#### Task A
Copy the stretch of the passage on MAUI-seq and DADA2 from "sequence 9 (15/270)." through "(Table 4 ).", word for word.
#### Task B
In the passage on MAUI-seq and DADA2, what is the default threshold for the secondary/primary ratio?
#### Task C
List every secondary/primary ratio given in the passage on MAUI-seq and DADA2, with the sequence each belongs to.

++++ Reading passage ++++

Both MAUI-seq and DADA2 identify and remove sequences that appear to be
errors (base substitutions or chimeras), but they use completely
different evidence. As a result, they do not always make the same
decision, as illustrated for a small set of representative data inTable 4 (the rpoB sequences amplified by Phusion). While
DADA2 examines the sequences and rejects those that are likely to be
generated from more abundant sequences in the sample, MAUI-seq does not
use the actual sequence but bases decisions on how frequently a sequence
occurs as a secondary sequence with the same UMI as another (primary)
sequence. Sequences ranked 5 and 6 (Table 4 ) are both potential
chimeras of the more abundant sequences 1-4. Both DADA2 and MAUI-seq
reject sequence 6 and accept sequence 5. Sequence 6 has a
secondary/primary ratio of 103/118, which is above the default threshold
of 0.7, so MAUI-seq rejects it as a likely error. On the other hand, the
ratio for sequence 5 is 71/229. This is well below the threshold, but it
is higher than other sequences with a similar primary count, e.g.
sequence 9 (15/270). A possible explanation is that some of the reads
for sequence 5 are generated as chimeras but others are genuine, since
it is entirely plausible that new alleles are generated by recombination
between existing alleles. To some extent, MAUI-seq compensates for this
because it allocates sequence 5 a relatively low count and hence lower
ranking (8) than it has in the raw reads or the DADA2 analysis. There
are two further sequences, 10 and 29, that are rejected by DADA2 as
potential chimeras but accepted by MAUI-seq (Additional file 2Field-Samples-2-phusion-rpoB); in both cases they have secondary
sequence counts well below the threshold, so MAUI-seq accepts them as
genuine. DADA2 included an rpoB sequence that does not have any
associated UMIs (sequence 41), and appears to be a chimera of two more
abundant sequences (sequence 3/4/5 and sequence 11) (Table 4 ).
MAUI-seq counts UMIs, not individual reads, and the default setting is
to require that the primary sequence has at least two more reads than
the next most frequent sequence (if any) that has the same UMI. This
enriches for genuine sequences, which are generally more abundant than
errors, but it means, of course, that the number of counts is much lower
than the number of reads. In fact, for this particular set of data, the
number of UMIs is orders of magnitude smaller than either the raw reads
or the DADA2 count, although still sufficient to provide good estimates
of the relative abundance of the sequences that make up the bulk of the
population. The main reason for the low UMI count is that the number of
reads per UMI was suboptimal in these data for the rpoB gene:
only 18% of the UMIs had more than one read, and MAUI-seq discards
single-read UMIs by default. By contrast, in the equivalent data for therecA gene in the same study (Additional file 2Field-Samples-2-phusion-recA), 37.5% of UMIs had more than one read,
making more effective use of the available sequence reads.

++++ Provided records ++++

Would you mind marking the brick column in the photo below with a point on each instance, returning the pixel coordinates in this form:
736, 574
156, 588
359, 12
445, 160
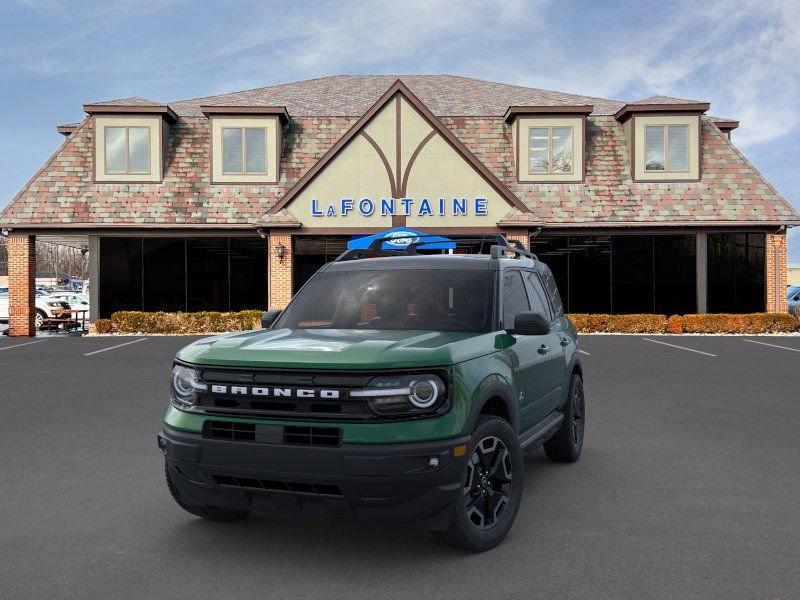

++++

#### Result A
sequence 9 (15/270). A possible explanation is that some of the reads
for sequence 5 are generated as chimeras but others are genuine, since
it is entirely plausible that new alleles are generated by recombination
between existing alleles. To some extent, MAUI-seq compensates for this
because it allocates sequence 5 a relatively low count and hence lower
ranking (8) than it has in the raw reads or the DADA2 analysis. There
are two further sequences, 10 and 29, that are rejected by DADA2 as
potential chimeras but accepted by MAUI-seq (Additional file 2Field-Samples-2-phusion-rpoB); in both cases they have secondary
sequence counts well below the threshold, so MAUI-seq accepts them as
genuine. DADA2 included an rpoB sequence that does not have any
associated UMIs (sequence 41), and appears to be a chimera of two more
abundant sequences (sequence 3/4/5 and sequence 11) (Table 4 ).

#### Result B
0.7

#### Result C
- Sequence 6: 103/118
- Sequence 5: 71/229
- Sequence 9: 15/270